-- START OF Extracted entries --
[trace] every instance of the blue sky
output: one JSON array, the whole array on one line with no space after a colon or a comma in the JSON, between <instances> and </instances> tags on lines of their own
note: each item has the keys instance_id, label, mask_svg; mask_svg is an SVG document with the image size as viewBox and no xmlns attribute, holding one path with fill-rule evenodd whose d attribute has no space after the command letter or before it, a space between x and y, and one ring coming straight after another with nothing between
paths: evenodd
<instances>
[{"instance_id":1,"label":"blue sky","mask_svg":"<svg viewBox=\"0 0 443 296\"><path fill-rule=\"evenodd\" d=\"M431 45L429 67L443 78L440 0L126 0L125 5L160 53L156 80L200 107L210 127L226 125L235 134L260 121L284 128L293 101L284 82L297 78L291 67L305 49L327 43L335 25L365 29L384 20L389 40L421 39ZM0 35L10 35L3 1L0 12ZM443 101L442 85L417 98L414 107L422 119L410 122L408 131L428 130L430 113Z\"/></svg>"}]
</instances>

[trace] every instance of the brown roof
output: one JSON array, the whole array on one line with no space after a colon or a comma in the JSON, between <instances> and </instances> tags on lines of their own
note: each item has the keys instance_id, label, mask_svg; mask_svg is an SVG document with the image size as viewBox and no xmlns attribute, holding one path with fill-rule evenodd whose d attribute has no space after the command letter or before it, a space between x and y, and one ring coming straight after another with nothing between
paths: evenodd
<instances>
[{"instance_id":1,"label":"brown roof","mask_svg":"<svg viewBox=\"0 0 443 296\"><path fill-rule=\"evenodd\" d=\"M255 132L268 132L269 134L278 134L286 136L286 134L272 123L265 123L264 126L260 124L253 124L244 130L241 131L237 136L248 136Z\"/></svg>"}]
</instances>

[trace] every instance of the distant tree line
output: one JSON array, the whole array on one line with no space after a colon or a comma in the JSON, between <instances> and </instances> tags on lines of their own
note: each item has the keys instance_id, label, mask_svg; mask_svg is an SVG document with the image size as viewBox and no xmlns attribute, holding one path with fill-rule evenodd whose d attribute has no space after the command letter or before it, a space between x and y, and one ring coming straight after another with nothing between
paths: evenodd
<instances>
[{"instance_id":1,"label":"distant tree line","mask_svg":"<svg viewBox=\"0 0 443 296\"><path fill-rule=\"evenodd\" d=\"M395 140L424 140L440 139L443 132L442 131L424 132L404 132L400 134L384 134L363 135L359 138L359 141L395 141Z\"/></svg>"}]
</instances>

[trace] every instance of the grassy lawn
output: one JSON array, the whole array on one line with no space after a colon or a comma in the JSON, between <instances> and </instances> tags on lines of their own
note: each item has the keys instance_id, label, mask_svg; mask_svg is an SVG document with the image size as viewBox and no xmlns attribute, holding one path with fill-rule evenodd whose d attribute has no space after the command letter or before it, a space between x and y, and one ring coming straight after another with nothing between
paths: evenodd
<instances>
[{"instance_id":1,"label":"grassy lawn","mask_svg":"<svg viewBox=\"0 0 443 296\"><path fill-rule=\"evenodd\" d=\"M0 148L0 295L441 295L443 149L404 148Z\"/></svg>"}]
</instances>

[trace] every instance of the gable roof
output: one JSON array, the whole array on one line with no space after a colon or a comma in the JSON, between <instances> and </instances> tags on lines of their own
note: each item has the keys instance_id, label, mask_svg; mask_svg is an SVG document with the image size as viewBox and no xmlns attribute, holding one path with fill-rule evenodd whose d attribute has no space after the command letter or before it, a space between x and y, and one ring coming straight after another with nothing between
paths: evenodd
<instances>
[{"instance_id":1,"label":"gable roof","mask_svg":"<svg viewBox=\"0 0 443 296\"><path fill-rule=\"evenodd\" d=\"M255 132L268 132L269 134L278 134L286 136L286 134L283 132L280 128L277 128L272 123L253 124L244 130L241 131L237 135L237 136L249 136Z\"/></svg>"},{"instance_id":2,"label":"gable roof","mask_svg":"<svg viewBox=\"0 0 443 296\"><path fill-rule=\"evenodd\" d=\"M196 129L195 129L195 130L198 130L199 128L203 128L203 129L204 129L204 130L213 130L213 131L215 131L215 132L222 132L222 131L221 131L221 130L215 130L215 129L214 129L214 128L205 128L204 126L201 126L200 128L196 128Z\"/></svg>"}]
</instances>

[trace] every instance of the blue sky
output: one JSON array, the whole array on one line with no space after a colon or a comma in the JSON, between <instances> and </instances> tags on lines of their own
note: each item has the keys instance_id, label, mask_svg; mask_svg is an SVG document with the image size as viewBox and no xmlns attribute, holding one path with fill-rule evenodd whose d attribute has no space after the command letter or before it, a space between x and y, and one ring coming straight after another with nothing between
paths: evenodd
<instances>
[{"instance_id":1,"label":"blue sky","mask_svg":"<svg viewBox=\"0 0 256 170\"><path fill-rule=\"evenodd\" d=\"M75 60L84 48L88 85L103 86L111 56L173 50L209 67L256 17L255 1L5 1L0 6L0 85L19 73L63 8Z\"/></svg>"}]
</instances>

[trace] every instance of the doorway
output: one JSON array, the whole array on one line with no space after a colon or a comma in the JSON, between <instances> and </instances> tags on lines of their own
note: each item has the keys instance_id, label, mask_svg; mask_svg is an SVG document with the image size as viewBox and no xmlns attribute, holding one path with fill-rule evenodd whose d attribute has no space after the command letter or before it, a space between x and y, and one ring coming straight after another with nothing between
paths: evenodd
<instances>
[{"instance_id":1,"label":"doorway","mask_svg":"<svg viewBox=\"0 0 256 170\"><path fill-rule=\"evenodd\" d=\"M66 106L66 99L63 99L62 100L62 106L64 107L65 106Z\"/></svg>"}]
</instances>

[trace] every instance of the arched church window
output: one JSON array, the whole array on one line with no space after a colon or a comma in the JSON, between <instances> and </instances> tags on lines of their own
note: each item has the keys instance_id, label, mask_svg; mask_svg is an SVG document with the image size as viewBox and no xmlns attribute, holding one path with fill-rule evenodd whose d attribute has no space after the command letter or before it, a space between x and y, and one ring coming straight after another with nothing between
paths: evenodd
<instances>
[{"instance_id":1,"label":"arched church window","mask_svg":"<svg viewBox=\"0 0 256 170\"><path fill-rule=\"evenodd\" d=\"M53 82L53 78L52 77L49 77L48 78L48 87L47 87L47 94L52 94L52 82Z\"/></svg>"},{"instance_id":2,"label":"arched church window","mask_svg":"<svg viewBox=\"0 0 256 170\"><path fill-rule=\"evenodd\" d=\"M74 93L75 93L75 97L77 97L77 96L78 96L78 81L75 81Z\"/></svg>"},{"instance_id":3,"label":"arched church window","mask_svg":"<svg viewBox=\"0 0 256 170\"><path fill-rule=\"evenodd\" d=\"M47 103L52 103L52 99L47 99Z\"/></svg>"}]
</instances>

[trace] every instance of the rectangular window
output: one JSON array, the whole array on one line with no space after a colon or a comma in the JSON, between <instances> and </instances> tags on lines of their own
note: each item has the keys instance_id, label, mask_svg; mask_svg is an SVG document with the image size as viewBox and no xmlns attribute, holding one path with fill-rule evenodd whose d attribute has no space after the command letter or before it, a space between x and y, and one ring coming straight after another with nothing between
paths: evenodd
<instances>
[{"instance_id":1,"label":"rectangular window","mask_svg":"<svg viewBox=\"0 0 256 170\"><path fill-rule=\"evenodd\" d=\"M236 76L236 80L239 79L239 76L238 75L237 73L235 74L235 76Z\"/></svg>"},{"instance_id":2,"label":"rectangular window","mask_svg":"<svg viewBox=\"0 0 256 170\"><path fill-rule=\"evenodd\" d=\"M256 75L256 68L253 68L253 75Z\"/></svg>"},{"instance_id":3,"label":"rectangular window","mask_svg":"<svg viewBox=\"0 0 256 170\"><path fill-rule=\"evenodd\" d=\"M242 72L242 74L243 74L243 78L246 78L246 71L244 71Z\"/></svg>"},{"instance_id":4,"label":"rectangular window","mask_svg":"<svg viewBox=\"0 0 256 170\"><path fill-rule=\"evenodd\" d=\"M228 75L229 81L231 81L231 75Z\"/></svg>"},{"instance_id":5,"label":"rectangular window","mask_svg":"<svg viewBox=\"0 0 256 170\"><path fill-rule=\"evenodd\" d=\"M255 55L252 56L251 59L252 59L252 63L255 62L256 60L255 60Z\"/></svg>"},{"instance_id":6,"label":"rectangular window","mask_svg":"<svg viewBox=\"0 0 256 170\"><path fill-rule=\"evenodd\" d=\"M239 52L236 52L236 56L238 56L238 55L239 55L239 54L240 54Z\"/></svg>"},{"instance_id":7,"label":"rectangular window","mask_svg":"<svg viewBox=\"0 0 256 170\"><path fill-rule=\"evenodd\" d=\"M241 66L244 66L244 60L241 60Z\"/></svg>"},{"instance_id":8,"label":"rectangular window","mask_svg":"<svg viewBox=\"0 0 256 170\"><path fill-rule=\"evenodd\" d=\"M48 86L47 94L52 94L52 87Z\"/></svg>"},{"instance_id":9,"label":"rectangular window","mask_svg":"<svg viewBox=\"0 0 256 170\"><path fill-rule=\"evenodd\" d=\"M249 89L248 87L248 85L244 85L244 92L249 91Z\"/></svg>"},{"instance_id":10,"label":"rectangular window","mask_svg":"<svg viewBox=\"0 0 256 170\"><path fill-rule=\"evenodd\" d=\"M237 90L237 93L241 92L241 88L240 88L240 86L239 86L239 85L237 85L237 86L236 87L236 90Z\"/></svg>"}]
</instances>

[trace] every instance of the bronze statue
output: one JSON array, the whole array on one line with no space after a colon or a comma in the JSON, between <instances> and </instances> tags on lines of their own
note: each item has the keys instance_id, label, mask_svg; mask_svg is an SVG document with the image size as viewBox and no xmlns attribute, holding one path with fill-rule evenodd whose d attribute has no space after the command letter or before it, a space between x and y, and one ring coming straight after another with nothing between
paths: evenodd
-- END OF Extracted entries --
■ Task statement: Which lines of the data above contain the word "every"? List each of them in full, and treat uppercase and lowercase letters as different.

■ Answer to the task:
[trace] every instance of the blue sky
[trace] every instance of the brown roof
[trace] every instance of the distant tree line
[trace] every instance of the grassy lawn
[trace] every instance of the gable roof
[trace] every instance of the blue sky
[trace] every instance of the doorway
[trace] every instance of the arched church window
[trace] every instance of the rectangular window
[trace] every instance of the bronze statue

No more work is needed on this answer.